Render every line of the records below as a JSON list of strings, one string per line, with blank lines omitted.

>> Begin AVAILABLE RECORDS

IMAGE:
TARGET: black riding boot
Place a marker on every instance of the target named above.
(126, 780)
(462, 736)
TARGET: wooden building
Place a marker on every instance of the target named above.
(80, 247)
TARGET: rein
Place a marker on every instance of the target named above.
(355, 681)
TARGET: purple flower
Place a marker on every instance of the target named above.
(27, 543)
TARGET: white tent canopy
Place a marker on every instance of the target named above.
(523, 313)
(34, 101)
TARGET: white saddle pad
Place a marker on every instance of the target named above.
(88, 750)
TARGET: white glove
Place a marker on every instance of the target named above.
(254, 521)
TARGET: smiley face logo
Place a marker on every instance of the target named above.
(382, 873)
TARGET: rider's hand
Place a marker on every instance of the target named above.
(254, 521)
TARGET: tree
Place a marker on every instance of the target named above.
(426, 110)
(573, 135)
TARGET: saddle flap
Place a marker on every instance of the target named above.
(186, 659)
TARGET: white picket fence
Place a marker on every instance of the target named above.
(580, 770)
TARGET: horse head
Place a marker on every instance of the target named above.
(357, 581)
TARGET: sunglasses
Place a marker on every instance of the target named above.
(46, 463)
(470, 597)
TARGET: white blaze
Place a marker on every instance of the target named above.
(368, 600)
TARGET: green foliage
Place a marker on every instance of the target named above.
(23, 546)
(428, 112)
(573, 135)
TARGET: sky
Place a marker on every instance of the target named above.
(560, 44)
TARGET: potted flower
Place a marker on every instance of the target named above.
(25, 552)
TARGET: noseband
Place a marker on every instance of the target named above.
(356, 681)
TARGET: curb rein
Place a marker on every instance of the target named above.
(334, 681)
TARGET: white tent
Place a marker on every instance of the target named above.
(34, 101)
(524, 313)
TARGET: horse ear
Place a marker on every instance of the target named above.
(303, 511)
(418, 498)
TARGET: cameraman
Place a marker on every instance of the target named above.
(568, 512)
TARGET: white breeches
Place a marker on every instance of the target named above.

>> End AVAILABLE RECORDS

__TASK ANSWER__.
[
  "IMAGE:",
  "TARGET: black riding boot",
  "Place a marker on every instance of the target named above.",
  "(126, 780)",
  "(462, 736)",
  "TARGET: wooden building",
  "Place a marker on every instance of the target named above.",
  "(80, 247)",
  "TARGET: rein",
  "Place a marker on every instance of the target named above.",
  "(355, 681)",
  "TARGET: purple flower",
  "Place a marker on every instance of the target named above.",
  "(27, 543)",
  "TARGET: white tent canopy",
  "Place a marker on every instance of the target named above.",
  "(523, 313)",
  "(34, 101)",
  "TARGET: white saddle pad",
  "Place a marker on every instance of the target named above.",
  "(88, 750)",
  "TARGET: white glove",
  "Place a marker on every instance of the target named above.",
  "(254, 521)",
  "TARGET: smiley face logo",
  "Place a marker on every instance of the target named above.",
  "(382, 873)",
  "TARGET: rider's hand",
  "Place a marker on every instance of the target named above.",
  "(254, 521)",
  "TARGET: tree",
  "Place a marker on every instance of the target named above.",
  "(426, 110)",
  "(573, 135)",
  "TARGET: saddle flap",
  "Place a marker on every instance of the target named above.",
  "(186, 659)",
  "TARGET: white picket fence",
  "Place a marker on every instance of the target named above.",
  "(580, 770)",
  "TARGET: horse head",
  "Place a marker on every instance of the target named above.",
  "(357, 581)",
  "TARGET: sunglasses",
  "Place a marker on every instance of the target named above.",
  "(46, 463)",
  "(470, 597)",
  "TARGET: white blaze",
  "Place a marker on every instance of the target named above.",
  "(368, 600)",
  "TARGET: green foliage",
  "Place a marker on every instance of the target named above.",
  "(23, 546)",
  "(428, 112)",
  "(573, 135)",
  "TARGET: sky",
  "Place a marker on every instance of the target named above.",
  "(560, 44)",
  "TARGET: potted flower",
  "Place a marker on every instance of the target named above.",
  "(25, 552)",
  "TARGET: noseband",
  "Place a marker on every instance of the target named above.",
  "(356, 681)",
  "TARGET: curb rein",
  "Place a marker on every instance of the target named above.",
  "(334, 681)",
  "TARGET: white tent",
  "Place a marker on every instance of the target named above.",
  "(34, 101)",
  "(524, 313)",
  "TARGET: horse ear",
  "Place a marker on every instance of the target named above.",
  "(303, 511)",
  "(418, 498)",
  "TARGET: cameraman",
  "Place a marker on every instance of the target named above.",
  "(568, 512)",
  "TARGET: white breeches",
  "Place a marker on every instance of the target named above."
]